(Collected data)
=== Section Start ===

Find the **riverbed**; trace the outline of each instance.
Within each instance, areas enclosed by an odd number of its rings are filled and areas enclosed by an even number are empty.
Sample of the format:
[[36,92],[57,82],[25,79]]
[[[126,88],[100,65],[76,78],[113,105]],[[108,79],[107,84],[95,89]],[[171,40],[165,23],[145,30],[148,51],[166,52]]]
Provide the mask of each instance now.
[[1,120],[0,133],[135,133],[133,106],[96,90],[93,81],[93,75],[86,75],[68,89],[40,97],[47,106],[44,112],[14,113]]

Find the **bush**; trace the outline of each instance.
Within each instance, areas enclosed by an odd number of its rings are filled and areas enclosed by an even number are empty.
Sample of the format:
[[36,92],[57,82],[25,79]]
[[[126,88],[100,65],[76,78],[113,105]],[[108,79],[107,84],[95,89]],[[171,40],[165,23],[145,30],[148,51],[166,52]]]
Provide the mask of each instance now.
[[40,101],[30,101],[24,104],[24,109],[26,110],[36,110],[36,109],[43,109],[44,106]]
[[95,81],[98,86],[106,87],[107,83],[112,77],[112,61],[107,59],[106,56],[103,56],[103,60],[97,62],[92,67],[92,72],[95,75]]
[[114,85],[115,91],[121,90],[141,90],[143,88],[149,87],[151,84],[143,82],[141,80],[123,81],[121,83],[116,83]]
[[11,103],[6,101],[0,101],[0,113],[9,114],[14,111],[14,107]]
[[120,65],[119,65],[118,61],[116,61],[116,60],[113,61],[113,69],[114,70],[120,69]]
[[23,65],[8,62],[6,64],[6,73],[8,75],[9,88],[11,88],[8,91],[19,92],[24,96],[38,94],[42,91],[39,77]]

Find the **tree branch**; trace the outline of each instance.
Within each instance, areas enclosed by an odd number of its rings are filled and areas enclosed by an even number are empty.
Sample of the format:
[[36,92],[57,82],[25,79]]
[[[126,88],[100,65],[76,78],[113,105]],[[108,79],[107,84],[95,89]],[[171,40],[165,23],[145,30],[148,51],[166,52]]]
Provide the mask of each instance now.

=== Section End ===

> _REQUIRED WORK_
Please report every line in the entries above that holds the string "outline".

> _EXERCISE SOLUTION_
Find the **riverbed**; trace the outline of each instance.
Find the **bush**; trace the outline of each instance.
Find the **tree branch**; trace the outline of each instance.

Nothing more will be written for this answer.